Write the next part of the post about starting the Dark Void Disco podcast, picking up right after its last sentence.
┌─ Page text
While I said those words, “dark void disco” I could hear that this was something that I needed to make. It sounded a bit scary, but also funny.
For me, the word “disco” has a special place in my heart, because, that’s what our school dances were called when I was a pre-teen (10-12 years old). Disco was where I went, wearing my light blue top featuring a silver dragon, with a gentle flutter of hope in my chest, hoping that I would get a chance to dance with the boy I had a crush on. Disco was where the boring school gym transformed into a magical place, with a disco ball reflecting it’s dots of light all over the room in a circular motion. Disco was where my hopes got crushed, as the boy I had a crush (!) on had promised me the last dance, but then when the last song started to play, the most popular girl of our school asked him to dance, so he danced with her instead. I watched them and felt an ache inside of me. But then I thought to myself, I don’t blame him. She’s the popular girl, after all. And then I got up and danced, by myself. I was a weird kid. (I guess I still am.) And I always loved to dance. (I still do.)
All of this to say, that …. well, I started that podcast, Dark Void Disco, and you can listen to it now on Spotify or through the podcast website on https://rss.com/podcasts/darkvoiddisco/
I wanted to write a longer description about the podcast’s backstory here, since it has been especially inspired by my work on this publication. I feel that these two publications share some common ground, almost like they are sisters. This publication, Mysterious Musings is a bit like an older, patient sister who wants to take the time to elaborate, meticulously adding her references and trying to get to the bottom of things. Dark Void Disco, on the other hand, is like a younger sister who doesn’t care about being all proper. She just wants to have space to feel, to play and to dance.
Since I can see a connection between these publications I have decided to add Dark Void Disco as a sub-section into Mysterious Musings. Which means, in addition to my writings, you will be updated about new podcast episodes as well. And as this publication evolves, I might add more sub-sections as needed. Please note, that if you are not interested in content connected to Dark Void Disco, I think there is an option to choose which sections to subscribe to in your account settings. Please send me an email if you need help to find these settings.
└─
┌─ Entries provided
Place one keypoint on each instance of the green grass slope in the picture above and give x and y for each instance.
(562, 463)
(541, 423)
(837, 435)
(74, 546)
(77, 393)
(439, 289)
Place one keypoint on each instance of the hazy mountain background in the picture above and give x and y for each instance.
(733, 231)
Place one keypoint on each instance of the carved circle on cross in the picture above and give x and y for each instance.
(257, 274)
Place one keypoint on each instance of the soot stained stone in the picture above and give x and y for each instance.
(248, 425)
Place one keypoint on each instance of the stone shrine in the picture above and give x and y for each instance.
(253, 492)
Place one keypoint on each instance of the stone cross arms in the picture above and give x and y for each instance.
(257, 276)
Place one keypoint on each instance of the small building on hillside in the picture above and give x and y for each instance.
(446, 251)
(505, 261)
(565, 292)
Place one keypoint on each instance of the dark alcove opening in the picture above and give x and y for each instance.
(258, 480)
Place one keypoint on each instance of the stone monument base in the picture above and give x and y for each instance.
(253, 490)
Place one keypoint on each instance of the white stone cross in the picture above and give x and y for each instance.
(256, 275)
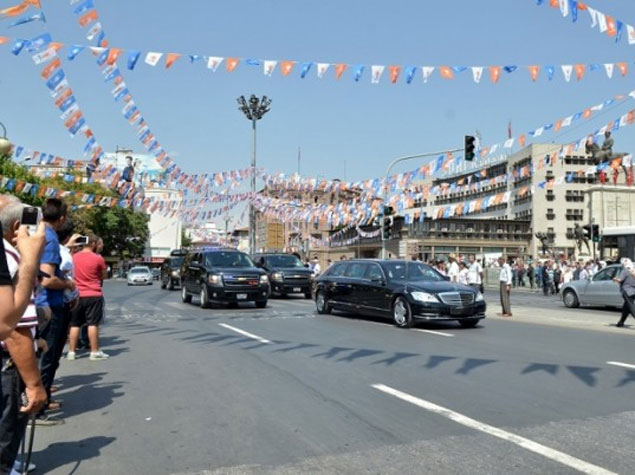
└─
■ Written answer:
Another change that I am bringing to this Substack is that I am going to open up my audio voiceovers for all readers - paid and free subscribers alike. Paid subscriber benefits will instead include access to a private feed with bonus podcast episodes.
I have felt an ache inside of me when keeping the audio voiceovers of my writings behind a paywall, because I think they add dimensions to the works that I want everyone be able to access (who wants to.) But I think that the choice of hiding away my voice behind a paywall might have been needed for me to dare to start sharing my voice in the first place. It gave me a kind of protected practice ground, that I am now ready to step out from.
With that, I am stepping out from the shadows and into the new year’s light. But, I’m taking my shadows with me, trying to travel onwards with patience, love and care.
My school dances have transformed into dancing with my toddler in our living room. Toy cars and dinousaurs are my dancing companions now, with the squeals of an excited 2.5-year-old layered over the soundtrack.
Thank you for travelling with me on this journey. May this year be filled with joy and dance for all of us. But also deep revelations and powerful, all-encompassing healing.